--- Task directions ---
Starting at the top of the listing below, copy each line exactly, stopping after the line that contains "positive clicks: (287, 279)".

--- Given data ---
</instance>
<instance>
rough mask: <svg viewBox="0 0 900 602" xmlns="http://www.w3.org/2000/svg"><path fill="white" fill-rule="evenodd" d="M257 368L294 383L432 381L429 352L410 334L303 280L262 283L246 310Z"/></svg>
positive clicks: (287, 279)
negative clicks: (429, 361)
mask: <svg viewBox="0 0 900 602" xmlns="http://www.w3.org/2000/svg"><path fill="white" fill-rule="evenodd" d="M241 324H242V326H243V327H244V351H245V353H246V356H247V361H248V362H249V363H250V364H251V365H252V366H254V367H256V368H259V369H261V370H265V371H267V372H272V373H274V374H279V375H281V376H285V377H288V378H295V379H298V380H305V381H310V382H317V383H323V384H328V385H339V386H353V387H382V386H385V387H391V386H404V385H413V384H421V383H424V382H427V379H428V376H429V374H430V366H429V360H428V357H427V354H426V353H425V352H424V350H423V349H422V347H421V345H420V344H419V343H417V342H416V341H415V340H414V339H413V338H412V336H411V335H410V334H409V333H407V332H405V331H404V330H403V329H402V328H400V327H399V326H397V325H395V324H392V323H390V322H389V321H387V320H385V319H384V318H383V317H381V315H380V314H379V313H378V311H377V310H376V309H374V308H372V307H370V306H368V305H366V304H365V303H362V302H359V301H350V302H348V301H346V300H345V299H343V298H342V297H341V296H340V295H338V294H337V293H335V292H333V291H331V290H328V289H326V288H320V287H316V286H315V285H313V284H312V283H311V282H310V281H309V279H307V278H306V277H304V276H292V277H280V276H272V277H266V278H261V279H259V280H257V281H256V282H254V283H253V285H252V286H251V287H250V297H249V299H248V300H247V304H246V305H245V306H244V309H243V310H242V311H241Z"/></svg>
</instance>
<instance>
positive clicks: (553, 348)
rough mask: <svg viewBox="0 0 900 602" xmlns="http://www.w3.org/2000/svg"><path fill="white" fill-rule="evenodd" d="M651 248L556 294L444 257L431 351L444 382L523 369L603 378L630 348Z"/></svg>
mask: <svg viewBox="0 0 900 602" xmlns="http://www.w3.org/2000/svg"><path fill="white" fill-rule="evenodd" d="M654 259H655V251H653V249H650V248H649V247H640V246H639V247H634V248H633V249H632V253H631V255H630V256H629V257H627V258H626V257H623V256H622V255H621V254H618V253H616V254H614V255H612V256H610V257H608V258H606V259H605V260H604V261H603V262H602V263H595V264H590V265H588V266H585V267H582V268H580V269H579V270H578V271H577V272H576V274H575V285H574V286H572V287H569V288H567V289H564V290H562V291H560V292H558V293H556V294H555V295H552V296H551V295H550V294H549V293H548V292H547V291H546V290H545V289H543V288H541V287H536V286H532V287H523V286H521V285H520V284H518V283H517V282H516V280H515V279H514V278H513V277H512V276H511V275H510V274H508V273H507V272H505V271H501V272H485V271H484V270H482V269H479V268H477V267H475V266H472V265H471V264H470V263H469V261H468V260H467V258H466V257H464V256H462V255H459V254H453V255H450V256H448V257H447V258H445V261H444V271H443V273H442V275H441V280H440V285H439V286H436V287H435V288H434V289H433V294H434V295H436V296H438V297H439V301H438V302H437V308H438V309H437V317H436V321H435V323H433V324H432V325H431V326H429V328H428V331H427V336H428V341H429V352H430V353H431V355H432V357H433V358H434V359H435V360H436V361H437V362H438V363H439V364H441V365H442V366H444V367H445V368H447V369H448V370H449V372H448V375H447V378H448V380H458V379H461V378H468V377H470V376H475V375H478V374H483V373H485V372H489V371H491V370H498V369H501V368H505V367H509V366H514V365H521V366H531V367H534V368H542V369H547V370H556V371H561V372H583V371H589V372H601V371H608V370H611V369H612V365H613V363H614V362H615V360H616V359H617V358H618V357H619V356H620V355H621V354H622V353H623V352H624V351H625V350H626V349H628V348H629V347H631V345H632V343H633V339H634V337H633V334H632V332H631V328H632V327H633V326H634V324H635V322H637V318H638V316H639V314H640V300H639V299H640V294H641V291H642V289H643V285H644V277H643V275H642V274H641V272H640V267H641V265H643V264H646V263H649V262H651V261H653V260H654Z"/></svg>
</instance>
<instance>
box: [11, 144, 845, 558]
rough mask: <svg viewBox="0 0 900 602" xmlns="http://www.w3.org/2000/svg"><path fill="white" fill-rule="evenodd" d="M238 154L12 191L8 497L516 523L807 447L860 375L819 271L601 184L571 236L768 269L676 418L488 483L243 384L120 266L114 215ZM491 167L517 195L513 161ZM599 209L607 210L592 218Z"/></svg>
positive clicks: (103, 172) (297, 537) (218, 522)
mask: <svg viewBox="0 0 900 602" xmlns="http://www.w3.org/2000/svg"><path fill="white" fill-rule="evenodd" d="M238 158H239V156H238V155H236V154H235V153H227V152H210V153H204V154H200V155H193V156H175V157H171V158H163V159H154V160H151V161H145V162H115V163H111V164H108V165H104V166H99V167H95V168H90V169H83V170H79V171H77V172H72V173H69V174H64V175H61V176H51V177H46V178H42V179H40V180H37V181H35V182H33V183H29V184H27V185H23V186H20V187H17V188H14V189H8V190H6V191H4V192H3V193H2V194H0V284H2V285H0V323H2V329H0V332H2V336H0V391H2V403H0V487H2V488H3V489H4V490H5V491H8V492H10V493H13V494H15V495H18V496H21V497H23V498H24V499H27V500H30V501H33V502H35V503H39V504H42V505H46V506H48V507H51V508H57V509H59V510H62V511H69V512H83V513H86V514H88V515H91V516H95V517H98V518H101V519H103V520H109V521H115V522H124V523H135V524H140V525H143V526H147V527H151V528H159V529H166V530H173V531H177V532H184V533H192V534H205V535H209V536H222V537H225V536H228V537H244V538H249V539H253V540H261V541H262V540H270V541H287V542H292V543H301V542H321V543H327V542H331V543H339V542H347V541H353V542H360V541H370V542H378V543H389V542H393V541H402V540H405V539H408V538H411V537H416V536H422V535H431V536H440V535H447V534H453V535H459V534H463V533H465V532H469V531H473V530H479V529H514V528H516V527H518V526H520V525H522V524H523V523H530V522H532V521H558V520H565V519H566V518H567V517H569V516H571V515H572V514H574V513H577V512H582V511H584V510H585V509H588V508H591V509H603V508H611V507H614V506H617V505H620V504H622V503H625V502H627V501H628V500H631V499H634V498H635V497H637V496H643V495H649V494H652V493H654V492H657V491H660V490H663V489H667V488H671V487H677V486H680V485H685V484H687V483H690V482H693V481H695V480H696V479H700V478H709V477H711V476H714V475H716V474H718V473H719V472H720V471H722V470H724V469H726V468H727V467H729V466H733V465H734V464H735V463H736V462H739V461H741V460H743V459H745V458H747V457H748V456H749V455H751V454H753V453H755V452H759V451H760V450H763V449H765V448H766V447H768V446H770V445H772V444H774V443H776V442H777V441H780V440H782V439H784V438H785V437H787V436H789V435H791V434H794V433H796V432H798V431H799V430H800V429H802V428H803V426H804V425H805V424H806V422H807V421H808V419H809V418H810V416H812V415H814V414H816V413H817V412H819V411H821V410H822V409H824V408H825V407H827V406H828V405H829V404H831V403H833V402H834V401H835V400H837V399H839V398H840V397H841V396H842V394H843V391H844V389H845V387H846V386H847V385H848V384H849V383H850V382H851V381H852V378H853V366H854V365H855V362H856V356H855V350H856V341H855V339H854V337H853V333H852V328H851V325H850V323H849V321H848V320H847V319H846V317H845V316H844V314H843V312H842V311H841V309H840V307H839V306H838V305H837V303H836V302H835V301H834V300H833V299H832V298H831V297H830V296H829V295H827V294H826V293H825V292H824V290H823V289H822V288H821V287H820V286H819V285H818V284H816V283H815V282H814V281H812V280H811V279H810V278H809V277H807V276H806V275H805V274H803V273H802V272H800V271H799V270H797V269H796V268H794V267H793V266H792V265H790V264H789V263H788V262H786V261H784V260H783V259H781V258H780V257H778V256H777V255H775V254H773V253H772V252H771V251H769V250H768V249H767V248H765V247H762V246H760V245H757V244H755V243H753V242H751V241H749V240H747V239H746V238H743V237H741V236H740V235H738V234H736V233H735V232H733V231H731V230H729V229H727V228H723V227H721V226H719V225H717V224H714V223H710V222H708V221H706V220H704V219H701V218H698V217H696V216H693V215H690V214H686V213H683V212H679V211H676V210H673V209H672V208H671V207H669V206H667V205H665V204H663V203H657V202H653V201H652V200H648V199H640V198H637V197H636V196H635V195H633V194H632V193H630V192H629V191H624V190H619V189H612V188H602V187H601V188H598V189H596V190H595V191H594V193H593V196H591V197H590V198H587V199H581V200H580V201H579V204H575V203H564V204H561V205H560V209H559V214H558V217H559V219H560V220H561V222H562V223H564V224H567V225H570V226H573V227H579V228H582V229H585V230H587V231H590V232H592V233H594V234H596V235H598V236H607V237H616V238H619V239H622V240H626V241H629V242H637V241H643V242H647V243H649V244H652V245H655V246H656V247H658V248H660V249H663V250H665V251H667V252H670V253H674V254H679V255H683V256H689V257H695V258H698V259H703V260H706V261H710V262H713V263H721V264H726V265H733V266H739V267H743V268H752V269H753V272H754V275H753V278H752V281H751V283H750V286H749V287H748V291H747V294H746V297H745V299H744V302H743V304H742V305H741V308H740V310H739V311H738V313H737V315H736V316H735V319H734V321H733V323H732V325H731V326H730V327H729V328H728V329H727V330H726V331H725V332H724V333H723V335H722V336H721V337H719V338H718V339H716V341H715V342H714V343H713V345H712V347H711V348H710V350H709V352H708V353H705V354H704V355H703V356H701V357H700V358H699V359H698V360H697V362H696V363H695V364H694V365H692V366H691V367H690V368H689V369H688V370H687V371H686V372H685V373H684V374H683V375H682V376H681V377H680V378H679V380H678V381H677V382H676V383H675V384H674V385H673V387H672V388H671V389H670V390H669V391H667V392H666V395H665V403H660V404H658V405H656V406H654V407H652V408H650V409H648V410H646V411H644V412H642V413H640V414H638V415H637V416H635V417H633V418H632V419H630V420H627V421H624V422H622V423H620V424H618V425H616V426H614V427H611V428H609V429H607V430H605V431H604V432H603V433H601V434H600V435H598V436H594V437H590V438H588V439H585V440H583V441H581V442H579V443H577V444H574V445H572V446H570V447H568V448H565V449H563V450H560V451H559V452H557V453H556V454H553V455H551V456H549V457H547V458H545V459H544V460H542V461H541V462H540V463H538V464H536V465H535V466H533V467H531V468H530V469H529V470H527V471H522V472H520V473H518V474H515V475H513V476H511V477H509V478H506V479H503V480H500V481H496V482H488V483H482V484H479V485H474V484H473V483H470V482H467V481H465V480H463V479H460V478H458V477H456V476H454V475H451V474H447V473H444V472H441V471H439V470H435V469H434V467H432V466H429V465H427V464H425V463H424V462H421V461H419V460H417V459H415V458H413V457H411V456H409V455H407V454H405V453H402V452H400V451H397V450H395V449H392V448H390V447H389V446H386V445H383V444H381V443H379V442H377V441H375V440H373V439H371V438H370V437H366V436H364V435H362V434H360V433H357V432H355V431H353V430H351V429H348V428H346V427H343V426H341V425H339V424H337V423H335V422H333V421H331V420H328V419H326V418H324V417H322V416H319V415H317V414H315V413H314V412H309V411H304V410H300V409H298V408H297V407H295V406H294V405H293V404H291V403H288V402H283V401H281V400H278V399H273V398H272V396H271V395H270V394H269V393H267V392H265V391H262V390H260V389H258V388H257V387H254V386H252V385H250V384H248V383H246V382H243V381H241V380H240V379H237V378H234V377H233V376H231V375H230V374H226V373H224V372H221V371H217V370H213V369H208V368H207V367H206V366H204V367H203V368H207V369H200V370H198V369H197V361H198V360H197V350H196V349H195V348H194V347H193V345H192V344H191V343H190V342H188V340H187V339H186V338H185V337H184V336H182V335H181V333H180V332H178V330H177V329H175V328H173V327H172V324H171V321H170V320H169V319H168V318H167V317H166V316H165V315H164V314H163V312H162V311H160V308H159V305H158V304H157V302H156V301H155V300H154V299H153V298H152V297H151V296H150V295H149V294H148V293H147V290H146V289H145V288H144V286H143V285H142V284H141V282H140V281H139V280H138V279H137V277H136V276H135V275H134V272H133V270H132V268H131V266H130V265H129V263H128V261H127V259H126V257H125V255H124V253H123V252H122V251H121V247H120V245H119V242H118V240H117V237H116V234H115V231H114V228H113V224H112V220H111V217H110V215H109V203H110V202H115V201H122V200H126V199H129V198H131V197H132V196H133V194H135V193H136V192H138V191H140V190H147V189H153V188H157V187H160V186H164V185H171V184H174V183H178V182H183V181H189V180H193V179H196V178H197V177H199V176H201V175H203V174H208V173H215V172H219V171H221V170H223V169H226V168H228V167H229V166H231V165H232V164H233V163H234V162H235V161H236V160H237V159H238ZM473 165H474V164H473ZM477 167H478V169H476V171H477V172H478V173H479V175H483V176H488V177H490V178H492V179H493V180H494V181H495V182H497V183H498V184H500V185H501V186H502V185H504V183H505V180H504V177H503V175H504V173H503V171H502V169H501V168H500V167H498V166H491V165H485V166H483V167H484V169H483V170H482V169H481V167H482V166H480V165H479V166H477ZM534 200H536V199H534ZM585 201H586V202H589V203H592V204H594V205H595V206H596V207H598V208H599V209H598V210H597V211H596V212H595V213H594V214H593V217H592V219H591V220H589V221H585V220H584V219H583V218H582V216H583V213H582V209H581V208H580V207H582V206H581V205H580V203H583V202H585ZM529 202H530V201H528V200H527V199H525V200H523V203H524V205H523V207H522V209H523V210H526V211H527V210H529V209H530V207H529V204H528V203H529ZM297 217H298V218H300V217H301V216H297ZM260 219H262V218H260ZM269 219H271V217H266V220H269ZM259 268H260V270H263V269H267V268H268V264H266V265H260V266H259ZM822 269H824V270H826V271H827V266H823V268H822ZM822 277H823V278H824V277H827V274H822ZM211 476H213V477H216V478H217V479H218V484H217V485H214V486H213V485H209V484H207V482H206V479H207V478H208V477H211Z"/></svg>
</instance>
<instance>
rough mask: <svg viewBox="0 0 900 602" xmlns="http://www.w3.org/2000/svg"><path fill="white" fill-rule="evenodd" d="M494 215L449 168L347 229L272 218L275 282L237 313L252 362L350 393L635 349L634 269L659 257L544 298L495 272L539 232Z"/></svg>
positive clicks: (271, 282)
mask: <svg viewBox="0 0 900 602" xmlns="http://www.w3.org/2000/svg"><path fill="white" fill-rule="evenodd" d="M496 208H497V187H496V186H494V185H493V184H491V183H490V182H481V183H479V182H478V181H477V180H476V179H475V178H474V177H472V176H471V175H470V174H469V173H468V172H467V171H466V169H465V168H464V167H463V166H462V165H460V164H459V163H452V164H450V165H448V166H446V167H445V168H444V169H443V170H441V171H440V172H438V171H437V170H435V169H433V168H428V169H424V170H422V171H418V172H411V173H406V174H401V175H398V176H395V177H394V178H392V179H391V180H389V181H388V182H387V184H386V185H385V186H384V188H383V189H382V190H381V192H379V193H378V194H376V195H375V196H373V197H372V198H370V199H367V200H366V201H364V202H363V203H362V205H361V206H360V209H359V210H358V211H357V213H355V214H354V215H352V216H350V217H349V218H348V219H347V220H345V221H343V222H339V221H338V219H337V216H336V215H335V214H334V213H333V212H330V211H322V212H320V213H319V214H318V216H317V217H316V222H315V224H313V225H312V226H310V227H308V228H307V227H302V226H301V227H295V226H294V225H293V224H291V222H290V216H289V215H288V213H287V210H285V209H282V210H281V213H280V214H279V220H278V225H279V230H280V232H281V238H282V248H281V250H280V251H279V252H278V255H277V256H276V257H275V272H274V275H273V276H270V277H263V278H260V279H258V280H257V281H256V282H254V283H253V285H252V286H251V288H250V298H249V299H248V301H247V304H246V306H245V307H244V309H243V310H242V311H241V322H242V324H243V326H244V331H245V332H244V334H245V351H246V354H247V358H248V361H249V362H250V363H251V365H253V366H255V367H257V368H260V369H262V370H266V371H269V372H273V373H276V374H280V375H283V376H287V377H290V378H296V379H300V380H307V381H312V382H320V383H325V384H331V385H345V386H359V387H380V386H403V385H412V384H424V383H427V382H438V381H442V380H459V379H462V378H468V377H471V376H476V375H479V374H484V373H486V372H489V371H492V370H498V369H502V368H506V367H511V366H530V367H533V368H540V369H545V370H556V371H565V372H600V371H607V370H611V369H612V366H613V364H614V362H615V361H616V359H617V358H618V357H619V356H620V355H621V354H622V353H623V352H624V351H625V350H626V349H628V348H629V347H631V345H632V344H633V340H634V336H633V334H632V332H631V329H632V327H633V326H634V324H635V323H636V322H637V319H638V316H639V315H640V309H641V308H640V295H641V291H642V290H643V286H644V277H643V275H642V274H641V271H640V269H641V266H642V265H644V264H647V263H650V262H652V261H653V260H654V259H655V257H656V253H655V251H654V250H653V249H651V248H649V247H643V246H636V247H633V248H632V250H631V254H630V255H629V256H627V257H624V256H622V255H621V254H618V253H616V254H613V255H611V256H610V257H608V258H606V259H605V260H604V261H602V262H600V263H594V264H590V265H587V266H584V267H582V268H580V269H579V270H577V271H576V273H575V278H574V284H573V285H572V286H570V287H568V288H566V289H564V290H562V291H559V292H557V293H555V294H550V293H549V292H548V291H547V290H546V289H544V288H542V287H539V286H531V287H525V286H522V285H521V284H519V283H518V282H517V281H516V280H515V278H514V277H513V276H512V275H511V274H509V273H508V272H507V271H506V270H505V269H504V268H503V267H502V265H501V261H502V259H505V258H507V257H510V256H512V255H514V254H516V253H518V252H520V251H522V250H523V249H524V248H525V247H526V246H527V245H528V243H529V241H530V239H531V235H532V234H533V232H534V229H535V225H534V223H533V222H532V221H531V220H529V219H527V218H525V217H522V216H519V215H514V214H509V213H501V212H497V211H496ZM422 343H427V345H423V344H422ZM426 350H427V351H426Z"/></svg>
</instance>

--- Written answer ---
</instance>
<instance>
rough mask: <svg viewBox="0 0 900 602" xmlns="http://www.w3.org/2000/svg"><path fill="white" fill-rule="evenodd" d="M257 368L294 383L432 381L429 352L410 334L303 280L262 283L246 310Z"/></svg>
positive clicks: (287, 279)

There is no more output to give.